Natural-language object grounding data
━━━━━━━━━━━━━━━━━━━━

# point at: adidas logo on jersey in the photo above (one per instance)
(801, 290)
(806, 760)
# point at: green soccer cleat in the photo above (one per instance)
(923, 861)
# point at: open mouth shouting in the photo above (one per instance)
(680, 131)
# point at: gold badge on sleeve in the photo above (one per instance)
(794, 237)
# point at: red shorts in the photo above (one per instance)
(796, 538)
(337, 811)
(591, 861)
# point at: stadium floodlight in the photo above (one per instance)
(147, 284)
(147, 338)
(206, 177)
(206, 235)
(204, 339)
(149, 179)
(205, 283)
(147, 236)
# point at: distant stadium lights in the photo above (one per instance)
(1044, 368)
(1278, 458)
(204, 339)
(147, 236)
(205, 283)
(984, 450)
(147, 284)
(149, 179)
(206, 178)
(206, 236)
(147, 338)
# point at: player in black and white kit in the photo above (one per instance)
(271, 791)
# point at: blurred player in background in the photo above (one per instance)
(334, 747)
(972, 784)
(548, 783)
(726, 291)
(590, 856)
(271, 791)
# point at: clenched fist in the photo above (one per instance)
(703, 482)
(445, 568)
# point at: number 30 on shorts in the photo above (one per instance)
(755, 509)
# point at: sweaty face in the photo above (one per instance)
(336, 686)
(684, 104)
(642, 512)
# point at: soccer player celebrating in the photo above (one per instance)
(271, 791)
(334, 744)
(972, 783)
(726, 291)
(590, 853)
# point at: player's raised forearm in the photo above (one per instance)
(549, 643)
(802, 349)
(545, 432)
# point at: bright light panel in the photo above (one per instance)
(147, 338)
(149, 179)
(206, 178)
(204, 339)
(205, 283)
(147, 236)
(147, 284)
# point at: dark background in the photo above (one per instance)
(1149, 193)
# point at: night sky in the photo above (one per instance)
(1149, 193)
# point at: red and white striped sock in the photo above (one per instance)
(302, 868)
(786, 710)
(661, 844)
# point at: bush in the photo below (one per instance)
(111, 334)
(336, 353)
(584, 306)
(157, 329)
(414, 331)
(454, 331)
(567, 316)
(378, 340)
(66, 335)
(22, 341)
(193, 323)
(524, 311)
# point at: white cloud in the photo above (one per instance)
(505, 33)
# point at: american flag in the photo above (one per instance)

━━━━━━━━━━━━━━━━━━━━

## REQUIREMENT
The output should be a character-exact copy of all entries.

## RESPONSE AREA
# point at: adidas logo on jersey in the photo above (one per instance)
(801, 290)
(806, 760)
# point at: green soccer cleat in the photo above (one per instance)
(923, 861)
# point at: open mouth shouting in the photo above (one per instance)
(680, 131)
# point at: gold badge on sleeve in the photo above (one per instance)
(794, 237)
# point at: red shorts in the photo above (one per instance)
(796, 538)
(337, 811)
(591, 861)
# point at: stadium floodlight in the photo above (one per instance)
(147, 284)
(147, 338)
(206, 177)
(206, 235)
(204, 339)
(149, 179)
(205, 283)
(147, 236)
# point at: distant stadium lights in the photo above (one per instance)
(1044, 368)
(1278, 458)
(204, 339)
(147, 236)
(205, 283)
(984, 450)
(147, 284)
(149, 179)
(206, 178)
(206, 236)
(147, 338)
# point at: player in black and white kit in the photo above (one per instance)
(271, 791)
# point at: blurred player in background in the photo above (one per instance)
(334, 747)
(972, 784)
(548, 783)
(726, 291)
(590, 856)
(271, 791)
# point at: clenched fist in the photo above (one per instance)
(703, 482)
(445, 568)
# point at: number 30 on shorts in the photo above (one per instance)
(755, 509)
# point at: sweaty face in the photo above (one per instance)
(336, 686)
(684, 104)
(642, 512)
# point at: soccer player celebrating in the photo above (one per instance)
(271, 791)
(334, 744)
(972, 783)
(726, 291)
(590, 853)
# point at: player's raised forearm in the photo above (one per instance)
(549, 643)
(802, 349)
(545, 432)
# point at: bright light panel in the photo above (one per instance)
(147, 338)
(149, 179)
(206, 178)
(204, 339)
(205, 283)
(147, 236)
(147, 284)
# point at: dark background in the photo above (one per instance)
(1149, 193)
# point at: night sky in the photo above (one per instance)
(1149, 193)
# point at: red and white striped sock in the photo above (one per instance)
(302, 868)
(786, 710)
(661, 844)
# point at: bush in the photo below (one per instance)
(111, 334)
(336, 353)
(584, 306)
(157, 329)
(414, 331)
(454, 331)
(567, 316)
(378, 340)
(66, 335)
(22, 341)
(193, 323)
(524, 311)
# point at: white cloud in the photo above (one per instance)
(505, 33)
# point at: american flag in the photo above (one per instance)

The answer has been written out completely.